= 課題 =
• A. 部落問題に関する抜粋で、提案者がまったく答弁していないと述べられている調査の事項を、読点で区切られたとおりにすべて挙げてください。
• B. 部落問題に関する抜粋のうち、「今日、ここまでの質疑を伺って」という語句を含むところから書き始め、「られたことだと思うんですね。」の後で止めて、その部分を一字も変えずに引用してください。

= 読解用抜粋 =
• • • • • • •

○仁比聡平君 日本共産党の仁比聡平でございます。

今日、ここまでの質疑を伺っておりまして、改めて、我が国の歴史と民主主義の重要問題である部落問題に関わる法案をこうして審議をすることになったと、極めて重い責任を負っているこの法務委員会が、部落問題とは何か、その歴史と到達点、そして部落問題の真の解決のありようとそこへの道筋について、まさに真剣に十分に学び、徹底した審議を尽くさなければならない、間違っても採決ありきの強行などあり得ないということを改めて確認をしたいと思うんです。その上で、日本共産党は本法案の断固廃案を求めるものです。

法案六条は、部落差別の解消に関する施策の実施に資するためとして国に部落差別の実態に係る調査を行うことを義務付け、地方公共団体の協力を得てとして地方公共団体の関与を規定しようとしているわけです。今日はこの点について、提案者及び大臣、政府にお尋ねをしたいと思います。

こうして規定をしながら、提案者は、衆議院の委員会で何度聞かれても、何をどのように調査をするのかについて、実際には我々がふだんの政治活動においても実態をよく肌で分かっているように実はもっともっと多いんじゃないのか、もっと詳しく現実を受け止める、そういう調査が必要という趣旨などと曖昧に漠然と言うだけで、調査の対象、調査や評価の体制、調査項目、対象地域や規模などについて全く答弁をしようとしておられません。

提案者は法案を理念法だとおっしゃいますが、国や自治体が行う実態調査それ自体が重大なプライバシー侵害や新たな差別を生む要因になりかねないことは、前回、十一月二十二日の質疑において金田法務大臣もお認めになられたことだと思うんですね。

そこで、現に、平成二十三年、二〇一一年度に全国隣保館協議会、全隣協によって行われた実態調査についてお尋ねしたいと思うんです。

• • • • • • •

= 提供資料 =
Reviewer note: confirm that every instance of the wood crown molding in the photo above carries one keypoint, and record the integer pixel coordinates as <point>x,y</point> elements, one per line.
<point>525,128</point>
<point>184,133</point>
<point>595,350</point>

• • • • • • •

= 解答 =
• A. 調査の対象、調査や評価の体制、調査項目、対象地域や規模の四つです。

• B.
今日、ここまでの質疑を伺っておりまして、改めて、我が国の歴史と民主主義の重要問題である部落問題に関わる法案をこうして審議をすることになったと、極めて重い責任を負っているこの法務委員会が、部落問題とは何か、その歴史と到達点、そして部落問題の真の解決のありようとそこへの道筋について、まさに真剣に十分に学び、徹底した審議を尽くさなければならない、間違っても採決ありきの強行などあり得ないということを改めて確認をしたいと思うんです。その上で、日本共産党は本法案の断固廃案を求めるものです。

法案六条は、部落差別の解消に関する施策の実施に資するためとして国に部落差別の実態に係る調査を行うことを義務付け、地方公共団体の協力を得てとして地方公共団体の関与を規定しようとしているわけです。今日はこの点について、提案者及び大臣、政府にお尋ねをしたいと思います。

こうして規定をしながら、提案者は、衆議院の委員会で何度聞かれても、何をどのように調査をするのかについて、実際には我々がふだんの政治活動においても実態をよく肌で分かっているように実はもっともっと多いんじゃないのか、もっと詳しく現実を受け止める、そういう調査が必要という趣旨などと曖昧に漠然と言うだけで、調査の対象、調査や評価の体制、調査項目、対象地域や規模などについて全く答弁をしようとしておられません。

提案者は法案を理念法だとおっしゃいますが、国や自治体が行う実態調査それ自体が重大なプライバシー侵害や新たな差別を生む要因になりかねないことは、前回、十一月二十二日の質疑において金田法務大臣もお認めになられたことだと思うんですね。